Dataset items:
===============

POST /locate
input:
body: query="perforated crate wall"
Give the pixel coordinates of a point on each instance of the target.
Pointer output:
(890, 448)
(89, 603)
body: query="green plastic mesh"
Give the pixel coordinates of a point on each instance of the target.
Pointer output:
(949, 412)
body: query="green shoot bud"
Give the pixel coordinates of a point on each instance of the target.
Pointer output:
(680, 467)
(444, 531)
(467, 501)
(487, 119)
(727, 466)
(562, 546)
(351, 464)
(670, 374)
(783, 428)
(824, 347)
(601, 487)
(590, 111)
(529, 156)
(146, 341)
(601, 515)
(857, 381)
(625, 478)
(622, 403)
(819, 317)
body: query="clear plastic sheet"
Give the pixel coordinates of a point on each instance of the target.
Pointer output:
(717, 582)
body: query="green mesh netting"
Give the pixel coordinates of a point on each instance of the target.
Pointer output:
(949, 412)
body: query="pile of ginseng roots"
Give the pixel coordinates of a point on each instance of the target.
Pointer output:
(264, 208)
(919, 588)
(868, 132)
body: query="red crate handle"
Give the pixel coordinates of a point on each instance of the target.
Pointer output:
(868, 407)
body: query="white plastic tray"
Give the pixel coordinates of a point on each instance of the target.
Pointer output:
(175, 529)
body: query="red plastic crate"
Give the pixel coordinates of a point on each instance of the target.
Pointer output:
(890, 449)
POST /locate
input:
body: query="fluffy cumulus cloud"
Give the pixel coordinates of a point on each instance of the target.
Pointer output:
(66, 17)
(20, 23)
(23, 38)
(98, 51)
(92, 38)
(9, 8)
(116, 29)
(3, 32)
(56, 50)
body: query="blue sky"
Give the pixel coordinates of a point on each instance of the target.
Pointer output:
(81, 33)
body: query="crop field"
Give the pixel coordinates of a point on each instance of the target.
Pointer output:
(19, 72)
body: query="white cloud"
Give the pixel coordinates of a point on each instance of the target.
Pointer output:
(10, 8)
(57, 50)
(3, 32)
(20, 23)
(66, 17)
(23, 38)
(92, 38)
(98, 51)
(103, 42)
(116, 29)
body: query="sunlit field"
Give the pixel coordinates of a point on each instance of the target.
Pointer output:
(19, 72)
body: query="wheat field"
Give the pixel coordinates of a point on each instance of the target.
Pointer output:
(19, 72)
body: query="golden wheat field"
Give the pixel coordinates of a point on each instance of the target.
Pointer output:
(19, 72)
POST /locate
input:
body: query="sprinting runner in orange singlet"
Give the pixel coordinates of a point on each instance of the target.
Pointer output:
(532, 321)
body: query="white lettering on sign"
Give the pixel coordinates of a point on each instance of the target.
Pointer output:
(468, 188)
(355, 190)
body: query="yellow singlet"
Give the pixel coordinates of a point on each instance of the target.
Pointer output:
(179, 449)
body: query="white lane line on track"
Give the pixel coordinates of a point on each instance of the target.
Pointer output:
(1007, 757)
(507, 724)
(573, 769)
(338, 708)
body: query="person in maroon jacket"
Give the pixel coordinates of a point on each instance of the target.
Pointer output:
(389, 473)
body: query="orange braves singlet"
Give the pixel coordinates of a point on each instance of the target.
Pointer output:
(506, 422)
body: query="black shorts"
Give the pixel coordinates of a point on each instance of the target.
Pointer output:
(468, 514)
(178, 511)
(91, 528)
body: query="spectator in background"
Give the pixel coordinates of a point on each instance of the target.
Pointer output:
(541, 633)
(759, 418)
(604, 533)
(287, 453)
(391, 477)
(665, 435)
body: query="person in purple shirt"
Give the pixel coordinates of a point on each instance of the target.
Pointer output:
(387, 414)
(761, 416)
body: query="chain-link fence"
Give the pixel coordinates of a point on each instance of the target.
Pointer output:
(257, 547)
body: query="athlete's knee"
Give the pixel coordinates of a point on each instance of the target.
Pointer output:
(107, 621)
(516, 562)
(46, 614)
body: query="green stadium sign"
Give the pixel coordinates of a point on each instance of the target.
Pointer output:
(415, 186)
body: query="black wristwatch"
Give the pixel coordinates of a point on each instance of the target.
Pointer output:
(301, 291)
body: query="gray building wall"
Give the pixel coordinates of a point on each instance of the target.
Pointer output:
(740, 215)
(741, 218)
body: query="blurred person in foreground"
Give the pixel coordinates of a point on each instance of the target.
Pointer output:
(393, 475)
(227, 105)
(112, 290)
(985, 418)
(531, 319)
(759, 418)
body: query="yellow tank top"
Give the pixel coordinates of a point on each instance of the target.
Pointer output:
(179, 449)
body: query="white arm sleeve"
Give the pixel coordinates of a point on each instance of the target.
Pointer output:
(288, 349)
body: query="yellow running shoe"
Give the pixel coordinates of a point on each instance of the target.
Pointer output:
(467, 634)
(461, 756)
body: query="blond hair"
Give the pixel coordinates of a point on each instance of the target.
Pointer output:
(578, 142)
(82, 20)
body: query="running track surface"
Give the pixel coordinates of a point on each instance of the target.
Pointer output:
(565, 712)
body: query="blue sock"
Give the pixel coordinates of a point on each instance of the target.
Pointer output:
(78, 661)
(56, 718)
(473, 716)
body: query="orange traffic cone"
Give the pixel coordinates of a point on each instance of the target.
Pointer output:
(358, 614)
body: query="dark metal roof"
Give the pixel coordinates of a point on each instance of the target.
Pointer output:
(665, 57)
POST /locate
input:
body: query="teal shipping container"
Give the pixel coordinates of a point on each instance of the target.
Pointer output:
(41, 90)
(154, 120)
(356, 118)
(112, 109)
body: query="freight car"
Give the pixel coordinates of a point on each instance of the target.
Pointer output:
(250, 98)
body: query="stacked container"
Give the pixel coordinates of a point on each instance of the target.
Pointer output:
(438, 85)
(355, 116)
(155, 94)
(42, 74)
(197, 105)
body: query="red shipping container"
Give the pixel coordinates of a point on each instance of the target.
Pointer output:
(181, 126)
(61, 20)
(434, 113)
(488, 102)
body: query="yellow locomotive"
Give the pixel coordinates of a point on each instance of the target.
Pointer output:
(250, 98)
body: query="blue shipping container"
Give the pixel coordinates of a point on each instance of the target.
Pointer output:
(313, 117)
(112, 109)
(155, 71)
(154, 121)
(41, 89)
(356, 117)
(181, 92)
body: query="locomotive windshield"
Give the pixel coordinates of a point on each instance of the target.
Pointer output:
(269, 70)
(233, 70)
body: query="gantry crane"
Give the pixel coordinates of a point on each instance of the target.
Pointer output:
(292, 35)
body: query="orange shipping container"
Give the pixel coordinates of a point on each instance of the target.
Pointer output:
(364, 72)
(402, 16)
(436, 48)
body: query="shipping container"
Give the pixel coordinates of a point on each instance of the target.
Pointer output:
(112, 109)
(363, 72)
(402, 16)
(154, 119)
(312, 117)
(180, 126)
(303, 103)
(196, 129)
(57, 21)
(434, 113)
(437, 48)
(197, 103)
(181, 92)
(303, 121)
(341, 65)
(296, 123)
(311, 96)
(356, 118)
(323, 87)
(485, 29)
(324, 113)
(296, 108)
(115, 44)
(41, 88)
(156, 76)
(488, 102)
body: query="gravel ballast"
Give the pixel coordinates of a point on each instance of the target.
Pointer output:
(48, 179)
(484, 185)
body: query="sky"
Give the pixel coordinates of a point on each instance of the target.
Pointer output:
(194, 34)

===============

_What the task asks_
Restate the listing in full, word for word.

_Correct result_
POST /locate
input:
body: query="perforated crate wall"
Give the pixel coordinates of a point on each instance of the target.
Pointer output:
(890, 448)
(89, 603)
body: query="green plastic mesh"
Give the pixel coordinates of a point on each instance of the target.
Pointer output:
(949, 412)
body: query="green shoot bud"
Give the pixel coordinates of a point on each instance of the target.
Pointer output:
(680, 467)
(444, 531)
(467, 501)
(487, 119)
(727, 466)
(562, 546)
(351, 464)
(670, 374)
(783, 428)
(824, 347)
(601, 487)
(590, 111)
(529, 156)
(146, 341)
(601, 515)
(857, 381)
(625, 478)
(622, 403)
(819, 317)
body: query="clear plastic sheet"
Give the pixel coordinates of a point on each instance of the target.
Pointer output:
(717, 582)
body: query="green mesh netting"
Give the pixel coordinates of a point on each instance of the target.
Pointer output:
(949, 412)
body: query="pile of ginseng roots"
Give the pixel coordinates of a point on each instance of the target.
Pointer output:
(264, 208)
(919, 588)
(868, 132)
body: query="red crate handle"
Give the pixel coordinates of a point on each instance of the target.
Pointer output:
(868, 407)
body: query="white plastic tray"
Give the pixel coordinates of a point on each instance of the target.
Pointer output:
(175, 529)
body: query="red plastic crate"
Give the pixel coordinates of a point on each instance of the target.
Pointer output:
(890, 449)
POST /locate
input:
body: query="fluffy cumulus cloud"
Give the pixel coordinates of a point on each instance of the target.
Pointer output:
(66, 17)
(20, 23)
(23, 38)
(98, 51)
(92, 38)
(9, 8)
(116, 29)
(3, 32)
(56, 50)
body: query="blue sky"
Give the pixel coordinates of a point on each instance of the target.
Pointer output:
(81, 33)
body: query="crop field"
Give the pixel coordinates of a point on each instance of the target.
Pointer output:
(19, 72)
body: query="white cloud"
Give the pixel coordinates of a point on each instance of the target.
Pointer output:
(10, 8)
(57, 50)
(3, 32)
(20, 23)
(66, 17)
(23, 38)
(92, 38)
(98, 51)
(103, 42)
(116, 29)
body: query="sunlit field"
Give the pixel coordinates of a point on each instance of the target.
Pointer output:
(19, 72)
body: query="wheat field"
Give the pixel coordinates of a point on each instance of the target.
Pointer output:
(19, 72)
body: query="golden wheat field"
Give the pixel coordinates of a point on each instance of the target.
Pointer output:
(19, 72)
POST /locate
input:
body: query="sprinting runner in orange singlet"
Give the pixel coordinates of a point on each instance of the target.
Pointer output:
(532, 321)
body: query="white lettering on sign"
Give the pixel coordinates of a point on each instance of the target.
Pointer output:
(468, 188)
(355, 190)
body: query="yellow singlet"
Give the pixel coordinates of a point on each instance of the target.
Pointer output:
(179, 449)
body: query="white lane line on track"
Give the pixel coordinates of a point on each instance of the target.
Pointer output:
(1007, 757)
(507, 724)
(573, 769)
(338, 708)
body: query="person in maroon jacket"
Give the pixel coordinates of a point on each instance of the target.
Pointer output:
(389, 473)
body: query="orange braves singlet"
Give the pixel coordinates of a point on each instance of the target.
Pointer output:
(506, 422)
body: query="black shorts"
Give the pixel coordinates of a point on each instance of the target.
Pointer output:
(468, 514)
(178, 511)
(91, 528)
body: query="spectator in background"
Give the pixel coordinates of a point on each instance of the target.
Pointer output:
(541, 633)
(759, 418)
(604, 533)
(287, 453)
(391, 477)
(665, 435)
body: query="person in purple shirt"
Give the pixel coordinates of a point on each instance of the target.
Pointer output:
(387, 414)
(761, 416)
body: query="chain-link fence"
Give the pixel coordinates of a point on each instance of the target.
Pointer output:
(257, 547)
body: query="athlete's knee"
Give the pixel coordinates of a point on each instance of the target.
Pointer output:
(107, 621)
(516, 562)
(46, 614)
body: query="green stadium sign"
Give the pixel coordinates of a point on each instance of the target.
Pointer output:
(415, 186)
body: query="black wristwatch"
Give the pixel coordinates of a point on each instance of the target.
Pointer output:
(301, 291)
body: query="gray building wall"
Give the pixel coordinates of a point on each instance of the target.
Pointer output:
(740, 215)
(741, 218)
body: query="blurred person in foreground"
Give the pixel coordinates of a point on each instance of the target.
Pointer output:
(393, 475)
(227, 105)
(112, 290)
(985, 418)
(531, 319)
(759, 418)
body: query="yellow tank top"
Give the pixel coordinates of a point on each instance of the target.
Pointer output:
(179, 449)
body: query="white arm sleeve"
Give the pixel coordinates of a point on each instance of the target.
Pointer output:
(288, 349)
body: query="yellow running shoe"
Give the pixel coordinates of a point on each instance of the target.
Pointer output:
(467, 634)
(461, 756)
body: query="blond hair"
Give the pixel coordinates of a point on each instance of the target.
Pointer output:
(578, 142)
(82, 20)
body: query="running track surface"
Give the pixel coordinates of a point on each instance of the target.
Pointer output:
(565, 712)
body: query="blue sock"
Give the pixel coordinates of a point on each instance of the target.
Pointer output:
(78, 661)
(56, 718)
(473, 716)
body: query="orange traffic cone"
Give the pixel coordinates of a point on each instance of the target.
Pointer output:
(358, 614)
body: query="dark metal roof"
Give the pixel coordinates of a point on each instance of the target.
Pointer output:
(665, 57)
POST /locate
input:
body: query="teal shipping container"
Give the pixel coordinates of a point on each instance of the target.
Pointer output:
(41, 90)
(154, 120)
(356, 118)
(112, 109)
body: query="freight car"
Give the pixel coordinates of a point on each instance of the target.
Pointer output:
(250, 98)
body: query="stacked container"
Give the pixel coordinates of a point on each instance of the target.
Pointer output:
(438, 85)
(355, 116)
(155, 94)
(42, 74)
(197, 105)
body: query="red shipping container"
Give the pixel coordinates of a point on each instance of the target.
Pointer output:
(181, 126)
(61, 20)
(434, 113)
(488, 102)
body: query="yellow locomotive"
Give the pixel coordinates of a point on each instance of the target.
Pointer output:
(250, 98)
body: query="blue shipping container"
Give the pixel coordinates of a point on each instance of the target.
Pointer output:
(313, 117)
(112, 109)
(155, 71)
(154, 121)
(41, 89)
(356, 117)
(181, 92)
body: query="locomotive windshield"
Give the pixel coordinates of a point on each instance of the target.
Pointer output:
(269, 70)
(233, 70)
body: query="gantry crane"
Give the pixel coordinates of a point on each instance of the target.
Pointer output:
(292, 35)
body: query="orange shipping container"
Give the pixel coordinates of a point on each instance of the target.
Pointer output:
(364, 72)
(402, 16)
(436, 48)
body: query="shipping container"
Give the pixel coordinates of a point on each instance of the target.
Pointer output:
(112, 109)
(363, 72)
(402, 16)
(154, 119)
(312, 117)
(180, 126)
(303, 103)
(196, 129)
(57, 21)
(434, 113)
(437, 48)
(197, 103)
(181, 92)
(303, 121)
(341, 65)
(296, 123)
(311, 96)
(356, 118)
(323, 87)
(485, 29)
(324, 113)
(296, 108)
(115, 44)
(41, 88)
(156, 76)
(488, 102)
body: query="gravel ballast"
Give the pixel coordinates of a point on each instance of the target.
Pointer output:
(48, 179)
(484, 185)
body: query="sky"
Give the pixel coordinates of a point on each instance of the target.
Pointer output:
(194, 34)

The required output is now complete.